Lines pointing to labeled objects:
______

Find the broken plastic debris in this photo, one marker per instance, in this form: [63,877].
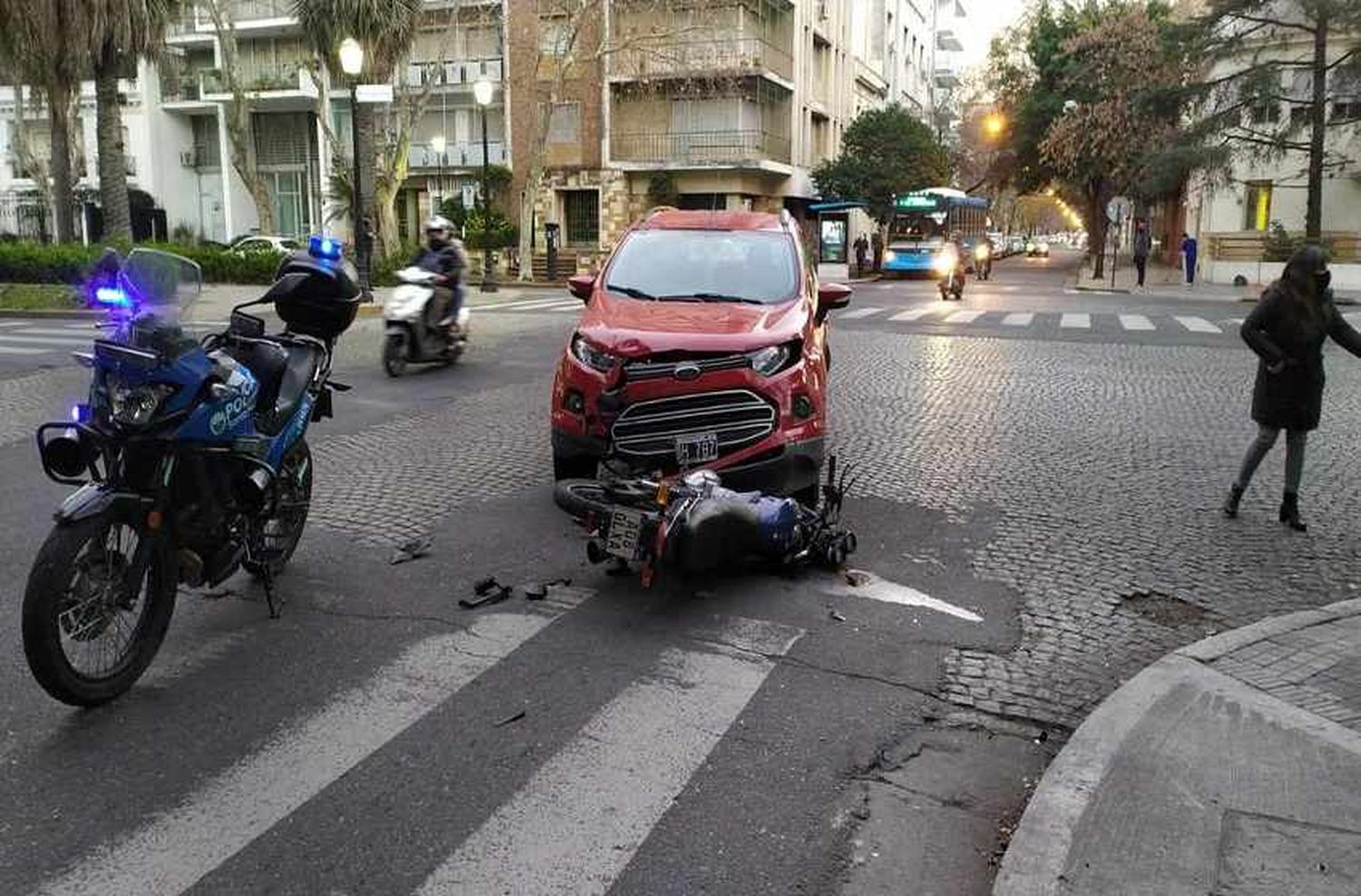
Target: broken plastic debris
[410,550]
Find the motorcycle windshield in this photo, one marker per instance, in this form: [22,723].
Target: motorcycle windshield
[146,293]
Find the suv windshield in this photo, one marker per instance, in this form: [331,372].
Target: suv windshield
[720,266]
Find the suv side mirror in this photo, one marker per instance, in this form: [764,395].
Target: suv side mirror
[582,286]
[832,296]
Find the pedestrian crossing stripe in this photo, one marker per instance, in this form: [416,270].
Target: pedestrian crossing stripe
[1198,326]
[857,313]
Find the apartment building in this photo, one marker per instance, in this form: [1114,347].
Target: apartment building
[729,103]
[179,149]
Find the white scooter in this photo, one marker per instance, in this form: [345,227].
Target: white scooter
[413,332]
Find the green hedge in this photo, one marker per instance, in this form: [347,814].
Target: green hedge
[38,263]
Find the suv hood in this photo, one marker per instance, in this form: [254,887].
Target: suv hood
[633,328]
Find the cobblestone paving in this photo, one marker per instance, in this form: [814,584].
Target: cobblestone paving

______

*WORK TO COMPLETE*: Reproduce every one of the lines above word for word, and leave out the pictures.

*OUTPUT OF THE TASK*:
Find the broken plastic debris in this photo, one marker per instance, in this form: [63,877].
Target: broken plastic debris
[410,550]
Find the motorcycle windshield in this photo, one marker per instance, in this form: [22,723].
Target: motorcycle windshield
[146,293]
Find the suv windshield in this photo, one marker per instance, in this form: [331,372].
Target: suv windshield
[720,266]
Find the suv side mirror in this photo, one marker per instance, in this form: [764,395].
Target: suv side mirror
[582,286]
[832,296]
Find the pedestrian crossing stripe in this photo, one marker per instance, in this form: [416,270].
Target: pedestrian crossing stripe
[1198,326]
[857,313]
Find the apartment building in this photo, one marker per instance, in this form: [1114,347].
Target: apartment building
[729,103]
[179,149]
Find the white scooter in this photo, one marker per instance, in this form: [345,227].
Target: white scooter
[413,332]
Find the green hedge in this photo, one marker per instance, in this form: [347,814].
Target: green hedge
[38,263]
Find the suv hood in this photo, one marker per instance, in this form: [254,887].
Target: suv hood
[633,328]
Find the cobblestone paving in this photo, one marker per instance, in this form: [814,584].
Target: cobblestone paving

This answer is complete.